====== ITEMS

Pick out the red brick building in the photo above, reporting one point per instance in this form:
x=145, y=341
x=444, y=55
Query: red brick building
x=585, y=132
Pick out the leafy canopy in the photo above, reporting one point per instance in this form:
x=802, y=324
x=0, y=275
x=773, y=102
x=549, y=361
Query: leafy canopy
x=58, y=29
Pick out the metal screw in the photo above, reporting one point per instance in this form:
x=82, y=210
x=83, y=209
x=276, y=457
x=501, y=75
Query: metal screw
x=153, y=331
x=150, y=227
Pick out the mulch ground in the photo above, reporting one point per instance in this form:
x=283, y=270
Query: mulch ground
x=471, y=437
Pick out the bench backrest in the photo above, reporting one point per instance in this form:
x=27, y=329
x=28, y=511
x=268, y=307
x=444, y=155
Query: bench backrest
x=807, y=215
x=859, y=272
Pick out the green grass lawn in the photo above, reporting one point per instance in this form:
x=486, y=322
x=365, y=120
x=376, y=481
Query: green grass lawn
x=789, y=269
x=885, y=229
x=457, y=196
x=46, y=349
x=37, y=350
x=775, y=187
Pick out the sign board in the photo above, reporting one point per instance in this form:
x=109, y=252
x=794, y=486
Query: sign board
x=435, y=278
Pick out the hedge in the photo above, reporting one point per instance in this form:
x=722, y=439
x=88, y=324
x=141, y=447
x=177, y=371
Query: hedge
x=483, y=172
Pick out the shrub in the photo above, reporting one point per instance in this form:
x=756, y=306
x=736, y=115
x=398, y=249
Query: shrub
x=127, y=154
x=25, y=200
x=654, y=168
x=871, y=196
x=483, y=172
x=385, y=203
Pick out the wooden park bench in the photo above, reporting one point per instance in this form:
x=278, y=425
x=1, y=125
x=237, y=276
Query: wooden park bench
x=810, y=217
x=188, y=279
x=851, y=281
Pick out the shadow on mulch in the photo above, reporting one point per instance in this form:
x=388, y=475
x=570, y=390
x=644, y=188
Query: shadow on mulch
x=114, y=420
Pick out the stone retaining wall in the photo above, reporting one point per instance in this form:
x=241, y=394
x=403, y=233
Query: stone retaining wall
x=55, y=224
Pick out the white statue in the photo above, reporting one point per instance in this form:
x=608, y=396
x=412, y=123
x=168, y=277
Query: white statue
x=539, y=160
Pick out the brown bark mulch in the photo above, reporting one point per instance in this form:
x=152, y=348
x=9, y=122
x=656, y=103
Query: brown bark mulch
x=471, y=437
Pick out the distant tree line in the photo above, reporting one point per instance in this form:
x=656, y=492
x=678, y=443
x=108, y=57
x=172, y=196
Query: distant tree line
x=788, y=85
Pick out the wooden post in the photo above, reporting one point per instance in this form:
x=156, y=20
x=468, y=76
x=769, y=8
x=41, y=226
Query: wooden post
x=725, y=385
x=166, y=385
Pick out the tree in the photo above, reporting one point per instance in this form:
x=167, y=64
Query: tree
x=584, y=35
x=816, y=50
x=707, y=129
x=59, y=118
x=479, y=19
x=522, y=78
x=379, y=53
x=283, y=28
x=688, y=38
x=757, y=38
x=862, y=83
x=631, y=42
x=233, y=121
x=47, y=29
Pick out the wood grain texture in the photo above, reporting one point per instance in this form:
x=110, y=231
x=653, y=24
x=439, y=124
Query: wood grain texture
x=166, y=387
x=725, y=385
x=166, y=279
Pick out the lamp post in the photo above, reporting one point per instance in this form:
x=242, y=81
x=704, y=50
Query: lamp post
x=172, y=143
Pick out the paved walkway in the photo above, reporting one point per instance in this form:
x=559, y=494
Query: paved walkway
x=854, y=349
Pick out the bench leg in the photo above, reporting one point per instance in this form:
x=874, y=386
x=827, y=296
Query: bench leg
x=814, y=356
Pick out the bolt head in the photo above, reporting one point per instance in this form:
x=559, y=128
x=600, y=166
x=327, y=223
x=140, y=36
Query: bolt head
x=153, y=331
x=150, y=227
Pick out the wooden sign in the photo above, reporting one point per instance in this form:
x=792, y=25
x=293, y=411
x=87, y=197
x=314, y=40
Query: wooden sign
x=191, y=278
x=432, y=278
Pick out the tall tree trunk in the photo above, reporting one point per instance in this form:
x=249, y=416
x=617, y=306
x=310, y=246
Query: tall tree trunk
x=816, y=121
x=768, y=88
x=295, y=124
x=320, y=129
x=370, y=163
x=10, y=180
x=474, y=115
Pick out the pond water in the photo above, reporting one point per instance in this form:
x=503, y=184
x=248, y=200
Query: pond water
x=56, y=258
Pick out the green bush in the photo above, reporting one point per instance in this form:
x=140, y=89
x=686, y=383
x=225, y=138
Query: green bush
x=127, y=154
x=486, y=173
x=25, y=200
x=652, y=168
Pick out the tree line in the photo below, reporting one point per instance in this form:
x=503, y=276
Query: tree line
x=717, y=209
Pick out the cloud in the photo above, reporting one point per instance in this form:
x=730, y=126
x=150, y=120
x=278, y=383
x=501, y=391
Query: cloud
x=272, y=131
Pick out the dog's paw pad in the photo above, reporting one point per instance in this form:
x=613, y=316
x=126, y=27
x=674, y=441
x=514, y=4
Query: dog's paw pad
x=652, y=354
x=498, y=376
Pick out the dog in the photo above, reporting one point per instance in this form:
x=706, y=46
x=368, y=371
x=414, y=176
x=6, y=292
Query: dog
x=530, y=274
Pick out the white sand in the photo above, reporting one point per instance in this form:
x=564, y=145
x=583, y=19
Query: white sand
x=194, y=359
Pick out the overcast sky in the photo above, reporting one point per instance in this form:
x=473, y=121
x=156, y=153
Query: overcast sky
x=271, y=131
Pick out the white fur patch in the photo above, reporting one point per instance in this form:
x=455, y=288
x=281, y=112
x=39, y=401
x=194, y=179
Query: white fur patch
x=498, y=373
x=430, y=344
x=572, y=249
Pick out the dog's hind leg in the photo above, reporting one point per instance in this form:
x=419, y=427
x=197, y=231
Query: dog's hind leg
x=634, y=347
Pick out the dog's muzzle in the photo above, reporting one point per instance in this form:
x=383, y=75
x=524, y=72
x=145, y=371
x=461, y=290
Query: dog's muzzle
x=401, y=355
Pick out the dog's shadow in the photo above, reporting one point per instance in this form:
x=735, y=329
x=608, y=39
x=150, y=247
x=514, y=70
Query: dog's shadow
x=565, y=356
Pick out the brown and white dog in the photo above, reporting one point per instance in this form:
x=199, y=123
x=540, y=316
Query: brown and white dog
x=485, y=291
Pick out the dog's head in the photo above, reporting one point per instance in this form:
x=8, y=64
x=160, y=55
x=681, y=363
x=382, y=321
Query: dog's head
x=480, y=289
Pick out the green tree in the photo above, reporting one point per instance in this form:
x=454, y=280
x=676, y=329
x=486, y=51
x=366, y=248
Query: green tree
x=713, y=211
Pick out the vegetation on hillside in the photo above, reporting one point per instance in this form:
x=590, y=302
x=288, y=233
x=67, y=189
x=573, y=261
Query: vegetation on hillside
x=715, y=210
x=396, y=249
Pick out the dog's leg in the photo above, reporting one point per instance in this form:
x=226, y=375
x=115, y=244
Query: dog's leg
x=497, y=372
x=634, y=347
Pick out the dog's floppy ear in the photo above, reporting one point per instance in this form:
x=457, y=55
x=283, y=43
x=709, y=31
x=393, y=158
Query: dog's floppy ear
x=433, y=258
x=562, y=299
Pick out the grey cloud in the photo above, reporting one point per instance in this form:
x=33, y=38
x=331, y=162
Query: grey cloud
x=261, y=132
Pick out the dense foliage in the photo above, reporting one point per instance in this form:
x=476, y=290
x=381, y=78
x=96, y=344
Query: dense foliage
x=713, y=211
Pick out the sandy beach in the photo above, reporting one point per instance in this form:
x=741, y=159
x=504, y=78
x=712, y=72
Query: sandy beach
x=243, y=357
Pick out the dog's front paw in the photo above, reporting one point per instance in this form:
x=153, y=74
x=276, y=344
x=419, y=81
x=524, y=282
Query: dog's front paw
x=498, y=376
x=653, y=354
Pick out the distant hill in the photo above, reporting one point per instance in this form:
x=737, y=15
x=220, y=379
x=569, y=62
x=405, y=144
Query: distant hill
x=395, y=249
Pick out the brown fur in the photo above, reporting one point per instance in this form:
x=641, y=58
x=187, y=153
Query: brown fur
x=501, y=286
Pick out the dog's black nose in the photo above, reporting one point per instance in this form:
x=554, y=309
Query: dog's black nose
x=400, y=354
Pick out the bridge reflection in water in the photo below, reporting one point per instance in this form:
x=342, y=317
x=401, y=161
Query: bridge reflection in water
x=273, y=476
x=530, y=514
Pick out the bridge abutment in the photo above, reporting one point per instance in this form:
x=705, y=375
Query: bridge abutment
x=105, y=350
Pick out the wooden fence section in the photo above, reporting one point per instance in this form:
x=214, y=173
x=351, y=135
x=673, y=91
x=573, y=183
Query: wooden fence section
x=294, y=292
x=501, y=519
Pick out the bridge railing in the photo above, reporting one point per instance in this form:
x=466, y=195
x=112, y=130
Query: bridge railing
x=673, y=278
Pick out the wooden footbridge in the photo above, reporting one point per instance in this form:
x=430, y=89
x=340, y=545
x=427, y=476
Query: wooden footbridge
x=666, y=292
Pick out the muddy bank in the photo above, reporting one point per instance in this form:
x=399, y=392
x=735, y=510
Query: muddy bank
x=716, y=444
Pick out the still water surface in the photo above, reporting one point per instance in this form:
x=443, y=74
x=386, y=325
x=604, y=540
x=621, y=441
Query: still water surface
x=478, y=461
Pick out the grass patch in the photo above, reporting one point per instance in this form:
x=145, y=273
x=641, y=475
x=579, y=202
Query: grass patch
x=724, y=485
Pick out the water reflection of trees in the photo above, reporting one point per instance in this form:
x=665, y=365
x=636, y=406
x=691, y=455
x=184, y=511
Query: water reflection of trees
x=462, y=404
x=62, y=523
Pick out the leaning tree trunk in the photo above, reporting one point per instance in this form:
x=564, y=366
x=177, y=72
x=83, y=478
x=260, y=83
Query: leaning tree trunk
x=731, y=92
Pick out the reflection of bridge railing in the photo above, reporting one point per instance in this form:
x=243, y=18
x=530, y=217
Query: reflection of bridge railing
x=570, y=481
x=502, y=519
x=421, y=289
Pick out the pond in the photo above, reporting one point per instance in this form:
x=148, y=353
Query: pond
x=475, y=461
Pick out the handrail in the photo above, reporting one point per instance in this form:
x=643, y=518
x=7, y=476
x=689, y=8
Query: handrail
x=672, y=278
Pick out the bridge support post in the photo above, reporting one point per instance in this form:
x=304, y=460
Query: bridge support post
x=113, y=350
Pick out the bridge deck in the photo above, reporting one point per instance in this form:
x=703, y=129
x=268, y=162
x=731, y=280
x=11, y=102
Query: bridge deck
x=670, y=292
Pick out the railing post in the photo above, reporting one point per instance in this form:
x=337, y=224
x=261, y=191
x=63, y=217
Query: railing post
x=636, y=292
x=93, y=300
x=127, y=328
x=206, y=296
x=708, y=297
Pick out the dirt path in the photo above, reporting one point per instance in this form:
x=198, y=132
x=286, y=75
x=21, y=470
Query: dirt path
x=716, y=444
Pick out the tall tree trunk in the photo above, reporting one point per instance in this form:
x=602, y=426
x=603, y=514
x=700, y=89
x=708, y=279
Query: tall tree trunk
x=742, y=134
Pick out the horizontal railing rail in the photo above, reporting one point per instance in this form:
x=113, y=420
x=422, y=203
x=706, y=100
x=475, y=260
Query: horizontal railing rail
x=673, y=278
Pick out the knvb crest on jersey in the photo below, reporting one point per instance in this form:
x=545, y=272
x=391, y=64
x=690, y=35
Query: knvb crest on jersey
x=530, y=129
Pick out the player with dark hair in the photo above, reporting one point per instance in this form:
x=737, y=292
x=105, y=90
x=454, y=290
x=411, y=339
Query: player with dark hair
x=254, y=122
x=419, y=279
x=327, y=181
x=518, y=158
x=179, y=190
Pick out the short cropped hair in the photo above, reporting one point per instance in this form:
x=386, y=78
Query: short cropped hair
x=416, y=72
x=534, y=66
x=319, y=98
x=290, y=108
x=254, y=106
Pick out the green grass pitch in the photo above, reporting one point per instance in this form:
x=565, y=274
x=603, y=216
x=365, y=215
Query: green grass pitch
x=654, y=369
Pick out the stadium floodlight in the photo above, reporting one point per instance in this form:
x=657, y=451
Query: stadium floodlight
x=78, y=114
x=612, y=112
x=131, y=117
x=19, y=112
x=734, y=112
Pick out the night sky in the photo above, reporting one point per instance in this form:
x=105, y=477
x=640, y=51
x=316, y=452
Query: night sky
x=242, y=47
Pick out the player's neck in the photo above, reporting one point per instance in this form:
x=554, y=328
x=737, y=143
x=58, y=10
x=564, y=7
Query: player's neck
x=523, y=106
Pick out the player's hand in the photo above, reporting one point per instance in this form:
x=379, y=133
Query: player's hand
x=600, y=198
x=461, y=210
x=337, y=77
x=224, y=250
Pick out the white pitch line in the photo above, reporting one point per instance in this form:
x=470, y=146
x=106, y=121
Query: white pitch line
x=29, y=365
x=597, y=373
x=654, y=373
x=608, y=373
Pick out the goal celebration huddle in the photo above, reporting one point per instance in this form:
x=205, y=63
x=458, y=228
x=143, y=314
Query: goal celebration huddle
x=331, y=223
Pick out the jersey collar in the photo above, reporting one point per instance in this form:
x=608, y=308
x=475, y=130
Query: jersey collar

============

» GOAL OF THE EXERCISE: Reproduce the lines from the one containing "Pick out the knvb" to the end of the entries, keeping both ends and adding nothing.

» COMPLETE RESPONSE:
Pick out the knvb crest on jersey in the photo below, reporting one point per instance in this form:
x=545, y=272
x=391, y=64
x=690, y=35
Query: knvb crest on jersey
x=530, y=129
Pick out the player with dark hair in the photo above, reporting one point per instance in this form:
x=737, y=292
x=105, y=90
x=454, y=290
x=411, y=339
Query: player with dark hair
x=254, y=122
x=419, y=279
x=327, y=181
x=518, y=158
x=179, y=190
Pick out the short cropped hair in the photo above, reporting one point per instance in this form:
x=386, y=78
Query: short cropped hair
x=416, y=72
x=534, y=66
x=319, y=98
x=290, y=108
x=254, y=106
Pick out the green grass pitch in the photo above, reporting one point per instance in this form:
x=565, y=274
x=603, y=216
x=365, y=215
Query: green grass pitch
x=654, y=369
Pick out the stadium floodlight in the photo above, reporting one point per instance in this form:
x=657, y=451
Query: stadium floodlight
x=78, y=114
x=612, y=112
x=131, y=117
x=19, y=112
x=734, y=112
Pick out the night sky in the photo above, reporting one point per instance in this form:
x=105, y=477
x=640, y=51
x=316, y=452
Query: night sky
x=242, y=47
Pick out the player's neck in the photo above, reporting one point per instance in this form:
x=554, y=328
x=737, y=143
x=58, y=10
x=564, y=7
Query: player's neck
x=523, y=106
Pick out the player's hand in the photo above, reporting one point per instance in this form:
x=379, y=133
Query: player's hand
x=600, y=198
x=461, y=210
x=337, y=77
x=224, y=250
Pick out the white pitch line in the photo above, reporting one point per instance in this form:
x=470, y=146
x=106, y=121
Query: white pitch line
x=29, y=365
x=597, y=373
x=654, y=373
x=608, y=373
Pick out the goal celebration huddle in the photo above, reporting one point per instance in this form:
x=205, y=63
x=458, y=228
x=143, y=314
Query: goal celebration huddle
x=331, y=223
Pick out the jersey collar in the photo above, reporting one point per instance in this form:
x=608, y=308
x=475, y=130
Query: jersey collar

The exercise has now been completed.